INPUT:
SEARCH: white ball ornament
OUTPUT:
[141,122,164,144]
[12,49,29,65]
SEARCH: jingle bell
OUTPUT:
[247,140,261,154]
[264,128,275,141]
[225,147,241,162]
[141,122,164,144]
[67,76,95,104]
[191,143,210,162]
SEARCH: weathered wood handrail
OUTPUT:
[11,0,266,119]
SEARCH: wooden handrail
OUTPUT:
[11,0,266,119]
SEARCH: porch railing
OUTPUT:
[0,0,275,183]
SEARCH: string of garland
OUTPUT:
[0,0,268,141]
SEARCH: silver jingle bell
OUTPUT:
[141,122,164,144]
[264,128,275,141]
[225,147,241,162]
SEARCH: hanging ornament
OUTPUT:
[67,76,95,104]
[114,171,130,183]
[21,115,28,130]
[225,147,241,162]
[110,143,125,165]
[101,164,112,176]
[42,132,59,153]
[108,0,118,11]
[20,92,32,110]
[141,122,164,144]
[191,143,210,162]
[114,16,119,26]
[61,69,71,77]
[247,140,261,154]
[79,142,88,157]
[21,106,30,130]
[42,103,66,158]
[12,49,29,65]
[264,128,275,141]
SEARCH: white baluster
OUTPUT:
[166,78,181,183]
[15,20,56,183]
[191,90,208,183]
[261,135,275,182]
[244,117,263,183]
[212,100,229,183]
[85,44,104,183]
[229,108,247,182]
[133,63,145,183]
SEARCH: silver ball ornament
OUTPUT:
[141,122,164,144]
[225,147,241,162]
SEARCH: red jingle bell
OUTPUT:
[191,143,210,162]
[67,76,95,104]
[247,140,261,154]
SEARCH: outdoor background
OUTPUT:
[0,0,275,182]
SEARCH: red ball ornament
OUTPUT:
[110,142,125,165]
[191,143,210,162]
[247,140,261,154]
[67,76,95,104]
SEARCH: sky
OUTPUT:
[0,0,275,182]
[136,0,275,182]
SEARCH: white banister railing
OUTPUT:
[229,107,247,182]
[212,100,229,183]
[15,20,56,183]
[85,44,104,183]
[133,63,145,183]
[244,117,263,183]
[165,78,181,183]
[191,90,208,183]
..........
● Exercise description: Can you copy the items verbatim, starting at the very first line and ending with the line that contains "[0,0,268,141]", including that line?

● Result for this exercise:
INPUT:
SEARCH: white ball ornament
OUTPUT:
[141,122,164,144]
[12,49,29,65]
SEARCH: jingle bell
OUTPUT:
[247,140,261,154]
[264,128,275,141]
[225,147,241,162]
[141,122,164,144]
[67,76,95,104]
[191,143,210,162]
SEARCH: weathered wood handrail
OUTPUT:
[11,0,266,119]
SEARCH: wooden handrail
OUTPUT:
[11,0,266,119]
SEARCH: porch railing
OUTPUT:
[0,0,275,183]
SEARCH: string of garland
OUTPUT:
[0,0,268,141]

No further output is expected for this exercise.